Records excerpted from a collection:
⁂
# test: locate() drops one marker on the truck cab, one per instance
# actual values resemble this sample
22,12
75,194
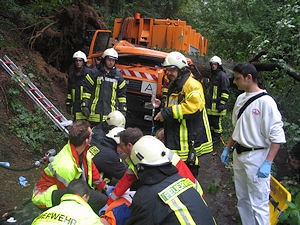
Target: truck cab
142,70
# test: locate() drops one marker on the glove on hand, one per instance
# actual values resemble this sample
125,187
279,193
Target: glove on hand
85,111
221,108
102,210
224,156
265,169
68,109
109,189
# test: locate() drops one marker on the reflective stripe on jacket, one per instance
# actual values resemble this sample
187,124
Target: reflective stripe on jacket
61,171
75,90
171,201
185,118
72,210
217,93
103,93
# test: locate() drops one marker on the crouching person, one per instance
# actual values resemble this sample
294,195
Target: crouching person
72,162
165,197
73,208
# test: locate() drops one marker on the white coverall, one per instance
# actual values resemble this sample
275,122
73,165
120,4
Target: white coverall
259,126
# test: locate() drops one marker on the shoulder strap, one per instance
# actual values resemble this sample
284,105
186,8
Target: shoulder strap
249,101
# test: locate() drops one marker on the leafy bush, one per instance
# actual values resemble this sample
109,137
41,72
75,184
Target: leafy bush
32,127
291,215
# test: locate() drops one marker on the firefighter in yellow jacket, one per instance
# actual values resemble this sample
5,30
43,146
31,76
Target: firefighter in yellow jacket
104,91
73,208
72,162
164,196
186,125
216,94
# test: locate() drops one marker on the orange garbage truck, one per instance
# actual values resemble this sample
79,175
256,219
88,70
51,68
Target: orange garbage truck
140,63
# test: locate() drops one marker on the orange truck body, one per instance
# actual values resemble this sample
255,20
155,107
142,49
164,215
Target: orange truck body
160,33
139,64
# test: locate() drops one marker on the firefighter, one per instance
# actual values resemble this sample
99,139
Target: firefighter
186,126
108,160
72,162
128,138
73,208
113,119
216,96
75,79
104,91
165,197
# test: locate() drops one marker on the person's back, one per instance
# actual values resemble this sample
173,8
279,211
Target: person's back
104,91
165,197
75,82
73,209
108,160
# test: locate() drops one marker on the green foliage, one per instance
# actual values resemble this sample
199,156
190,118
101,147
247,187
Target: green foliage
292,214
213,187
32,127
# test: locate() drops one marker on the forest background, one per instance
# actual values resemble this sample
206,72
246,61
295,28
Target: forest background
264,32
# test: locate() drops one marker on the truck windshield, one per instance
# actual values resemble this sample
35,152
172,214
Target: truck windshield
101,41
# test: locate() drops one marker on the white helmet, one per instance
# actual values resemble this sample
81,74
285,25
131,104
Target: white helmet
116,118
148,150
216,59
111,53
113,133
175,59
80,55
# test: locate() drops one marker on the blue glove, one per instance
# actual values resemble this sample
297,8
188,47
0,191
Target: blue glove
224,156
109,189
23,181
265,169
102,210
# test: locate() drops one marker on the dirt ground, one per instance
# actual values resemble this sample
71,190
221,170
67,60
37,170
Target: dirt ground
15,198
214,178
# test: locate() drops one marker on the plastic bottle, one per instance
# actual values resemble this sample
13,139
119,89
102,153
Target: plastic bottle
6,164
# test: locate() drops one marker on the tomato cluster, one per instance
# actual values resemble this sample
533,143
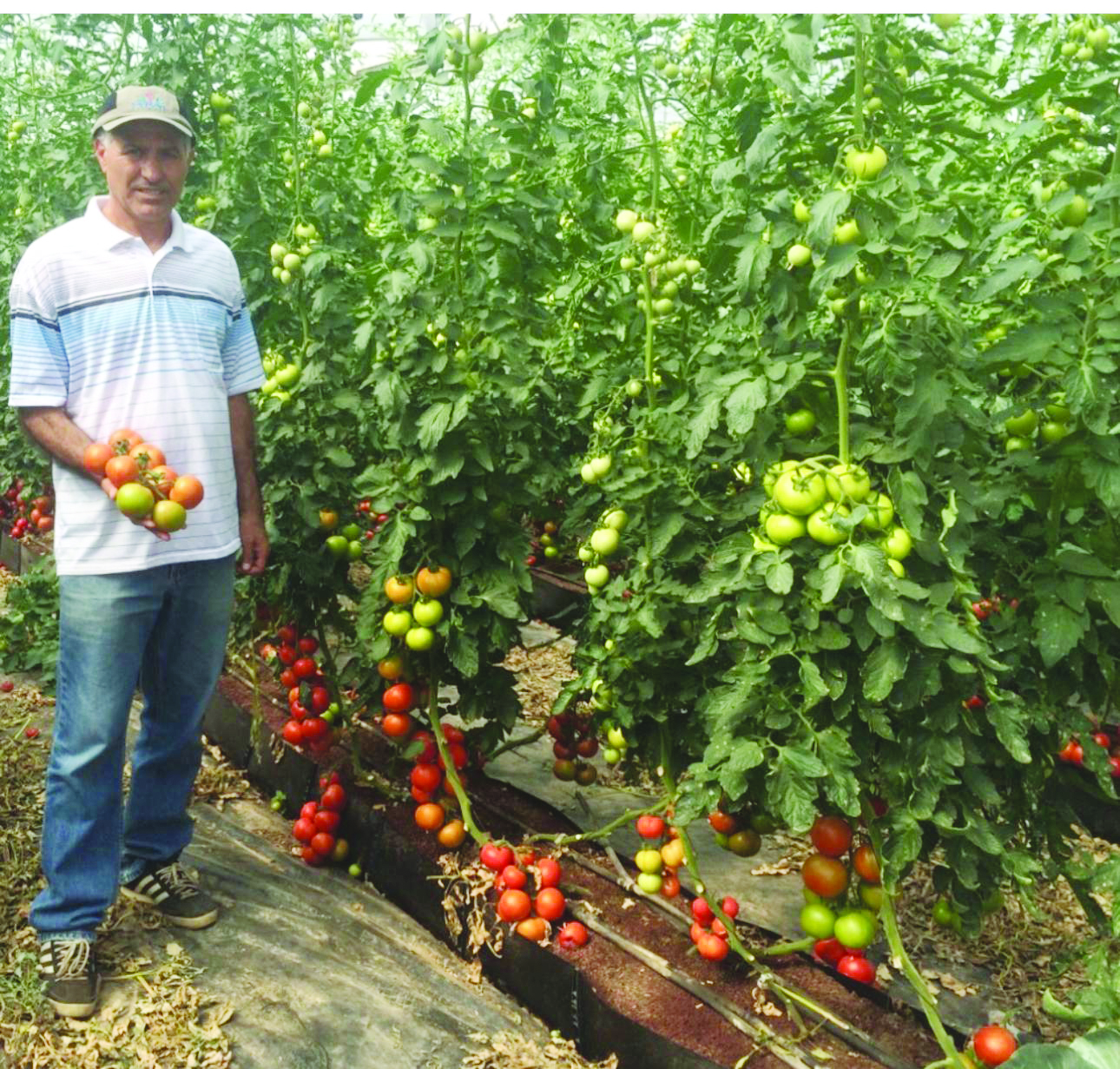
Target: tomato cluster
⁂
**Stated problem**
Images must not appear in the copy; reproduce everything else in the records verbatim.

**Expected output**
# test: locate() drops one marker on the truck cab, one per instance
# actual values resemble this sample
22,12
75,194
Target: truck cab
142,70
# test: locate() drops one marker on the glove on hand, one per instance
# actual values resemble this sample
125,187
279,193
Target: glove on hand
85,111
221,108
102,210
224,156
265,169
68,109
109,189
# test: locate() drops one marker on the reflective stripe on jacket, one per instance
# actual values resemble this sample
187,124
Target: reflective stripe on jacket
61,171
75,90
171,201
185,118
72,210
217,93
103,93
# test: locate() drops one marker on the crouching person, one per instance
# actual values resemble this sample
294,195
Target: crouching person
72,162
165,197
73,208
# test: locate() drops one marker on the white coverall, one per instance
# actual values resemble this sample
275,122
73,165
120,4
Target: white coverall
259,126
# test: locate() drops one marker on the shoulder strap, one per instance
# actual values resemble this sample
284,105
186,8
Target: shoulder strap
249,101
# test: locate() drops one marker on the leafy bush, one per instance
# actual values resemble this sample
109,137
41,72
75,184
Target: leafy bush
32,127
291,215
# test: locate() drops one marker on the firefighter in yellow jacket, one per instance
# actual values resemble this sample
5,30
43,146
31,76
Target: firefighter in yellow jacket
104,91
73,208
72,162
164,196
186,125
216,94
# test: locate() drops one marker on the orange garbage truck, one per instance
# actual values resemble this sample
79,175
256,219
88,70
51,68
Target: orange garbage truck
140,63
# test: locate() drops one marker on the orange truck body, one per instance
# actual values resemble this sample
255,20
155,107
142,49
164,215
Target: orange truck body
160,33
139,64
# test: locate() drops one marker on the firefighter, one per instance
# actual values resemble this sample
99,139
Target: firefighter
186,126
108,160
72,162
128,138
73,208
113,119
216,96
75,79
104,91
165,197
# test: locate() drops one marker on the person's back, one per instance
# actual values resemble this sample
173,8
279,211
Target: person's back
104,91
165,197
75,82
73,209
108,160
# test: locate() drops one marker on the green foliage, one per instance
# actual values resemble this sample
199,156
190,118
101,147
247,187
Target: green foliage
292,214
213,187
32,127
# test: locate() drops one marker on the forest background, one per instance
# actual values resemble this sample
206,72
246,61
295,28
Target: forest background
264,32
# test: locate() drops one marker on the truck windshield, one per instance
# actual values resemble this sample
35,152
172,214
Target: truck windshield
101,41
# test: locate() drops one marker on the white helmet, one per instance
# actual values resemble this sample
81,74
285,25
131,104
Target: white helmet
116,118
148,150
216,59
111,53
113,133
175,59
80,55
# test: locate() drops one marker on the blue glove, one per instance
# actual values resemble this sample
297,8
188,47
0,191
Target: blue glove
224,156
109,189
23,181
265,169
102,210
# test: locate() drops one marker on the dirt ground, one per instance
# actual values resemble this sample
71,190
221,170
67,60
37,170
Target: dirt ground
15,198
214,178
# test: locate() drops one marker on the plastic bottle, one per instance
# actual values resemble this sample
13,139
119,89
102,153
Target: plastic bottle
6,164
# test: locate() drops one marker on the tomato cluster, one per instance
# actual values resemble this sample
533,143
Target: tomato cluster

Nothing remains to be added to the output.